### THE PROBLEM
Which lines of the entries contain the word "Look"? Please list them.
(DATA Opens)
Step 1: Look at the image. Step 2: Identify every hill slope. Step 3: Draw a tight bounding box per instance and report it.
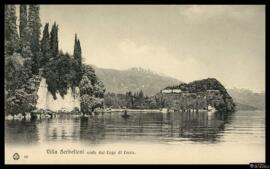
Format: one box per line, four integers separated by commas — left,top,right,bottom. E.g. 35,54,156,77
160,78,236,112
234,102,258,111
227,88,265,110
93,66,182,96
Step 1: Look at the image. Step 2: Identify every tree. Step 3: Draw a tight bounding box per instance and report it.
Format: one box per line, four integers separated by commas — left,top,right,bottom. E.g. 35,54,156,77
80,64,105,97
125,91,134,108
19,5,27,39
5,53,34,116
5,5,19,56
81,64,97,84
28,5,41,74
5,5,34,116
79,63,105,114
79,75,93,96
43,52,84,99
73,34,82,66
19,5,33,64
93,80,105,98
6,88,36,115
80,95,103,115
50,22,59,58
40,23,51,66
5,53,32,93
73,34,83,84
(DATA Closes)
### THE ANSWER
Step 1: Look at the image. Step 2: Identify every hill slope. Step 3: Draw a tight bounding box per instance and report it.
Step 1: Look at the image. Step 2: Identify every tree. Step 3: Draw a tight bounding box per instance and report it.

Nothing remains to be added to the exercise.